[Opening TEXT FOR ANALYSIS section]

Youth IBD services urged to provide in-house psychological support

IBD

By Mardi Chapman

14 Sep 2020

Psychosocial screening should be an integral part of care for adolescents and young adults with IBD because they have a significant burden of depression and difficulty in coping, Australian researchers say.

A Queensland study compared psychosocial measures in 51 young people with IBD and 210 with CF, juvenile rheumatic disease, phenylketonuria, renal transplants and craniomaxillofacial conditions.

All participants in the study were 15-25 years of age and from the same youth-specific medical centre.

The study, led from Brisbane’s Mater Young Adult Health Centre, found 41% of the young people with IBD reported poor wellbeing and 37.3% were in the at-risk category for depression.

In comparison only 23.2% of young people with other conditions were at-risk for depression, based on the Kessler Psychological Distress Scale (K-10).

The IBD group had worse illness perception and a significantly lower internal locus of control regarding their condition than the comparison group.

The young people with IBD had a mean score of 44.1 on the Short Quality of Life Questionnaire for Inflammatory Bowel Disease (SIBDQ) – indicating a significant impairment in IBD-specific quality of life.

“These findings further highlight the significance and magnitude of the impairment in quality of life amongst AYAs living with IBD,” the study authors said.

And many young people with IBD experience their condition as unpredictable and difficult to manage, they added.

“This was reflected in young people with IBD having a more threatening view of their illness compared to peers with other conditions. This indicates that young people with IBD see their illness as more severe along dimensions such as severity of symptoms, self-efficacy, efficacy of treatment,”

“Further, our locus of control results are likely to correlate with a sense of helplessness and/or powerlessness, an established correlate of depression.”

[Closing TEXT FOR ANALYSIS section]
[Opening RECORD EXCERPTS section]

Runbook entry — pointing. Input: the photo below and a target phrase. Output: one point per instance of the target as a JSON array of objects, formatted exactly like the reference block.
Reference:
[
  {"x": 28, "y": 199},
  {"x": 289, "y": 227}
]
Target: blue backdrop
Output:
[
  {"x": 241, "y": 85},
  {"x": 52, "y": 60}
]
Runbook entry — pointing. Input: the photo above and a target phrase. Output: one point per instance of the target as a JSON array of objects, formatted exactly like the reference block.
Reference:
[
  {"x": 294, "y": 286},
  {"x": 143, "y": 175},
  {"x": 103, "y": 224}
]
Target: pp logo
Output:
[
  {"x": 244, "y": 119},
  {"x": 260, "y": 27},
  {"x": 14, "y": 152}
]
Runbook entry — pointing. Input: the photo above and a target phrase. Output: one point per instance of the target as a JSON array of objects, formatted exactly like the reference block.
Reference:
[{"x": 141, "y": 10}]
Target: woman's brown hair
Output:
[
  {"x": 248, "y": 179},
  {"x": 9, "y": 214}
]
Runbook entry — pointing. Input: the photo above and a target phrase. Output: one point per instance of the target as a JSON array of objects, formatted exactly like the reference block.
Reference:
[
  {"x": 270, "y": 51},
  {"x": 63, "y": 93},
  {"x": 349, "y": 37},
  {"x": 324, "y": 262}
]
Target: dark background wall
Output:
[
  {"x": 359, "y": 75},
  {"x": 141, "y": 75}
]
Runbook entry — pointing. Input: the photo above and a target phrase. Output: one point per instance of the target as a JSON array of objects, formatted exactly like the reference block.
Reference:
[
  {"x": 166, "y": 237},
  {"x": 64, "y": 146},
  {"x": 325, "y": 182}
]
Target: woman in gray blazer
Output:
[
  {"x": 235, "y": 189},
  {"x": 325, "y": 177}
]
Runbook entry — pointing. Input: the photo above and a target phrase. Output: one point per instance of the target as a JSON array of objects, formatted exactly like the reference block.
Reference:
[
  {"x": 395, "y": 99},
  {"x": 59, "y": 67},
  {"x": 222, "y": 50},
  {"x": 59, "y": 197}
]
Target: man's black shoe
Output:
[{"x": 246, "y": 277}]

[Closing RECORD EXCERPTS section]

__WORK INSTRUCTIONS__
1) Do these statements agree with the article on young people with IBD? For each, answer yes or no and quote the words from the article that decide it.
(a) Every participant in the study was between 15 and 25 years old.
(b) 41% of the young people with IBD were in the at-risk category for depression.
(c) The IBD group had a higher internal locus of control regarding their condition than the comparison group.
2) Which conditions did the young people in the comparison group have, according to the article on young people with IBD?
3) Continue the article on young people with IBD from the point where it ends.

__ANSWERS__
1)
(a) Yes: "All participants in the study were 15-25 years of age"
(b) No: "37.3% were in the at-risk category for depression"
(c) No: "a significantly lower internal locus of control regarding their condition than the comparison group"

2)
- CF
- juvenile rheumatic disease
- phenylketonuria
- renal transplants
- craniomaxillofacial conditions

3)
The study authors said IBD-specific issues such as the embarrassing nature of IBD symptoms, and generic issues for adolescents and young adults around their social lives and intimate relationships, compounded the impact of the disease on their mental health.

“Given the high rates of comorbid depression and anxiety in youth with IBD, significantly impaired quality of life and the bidirectional link between IBD and mental health, it is important to include psychosocial screening and care in IBD treatment pathways,” they wrote in the Internal Medicine Journal.

They said there is evidence suggesting that antidepressants are effective in improving depression, anxiety and quality of life as well as reducing IBD activity, whilst psychological treatments are effective at improving depression, anxiety and quality of life – but their impact on IBD activity has been inconclusive.

“Our findings suggest that intervention supporting self-efficacy and shifting locus of control and perception of the illness, such as education about the microbiome-gut-brain-axis and stress management, may be particularly relevant to this patient cohort,” they concluded.

The study noted also that such psychological interventions were more accessible when offered in-service rather than externally.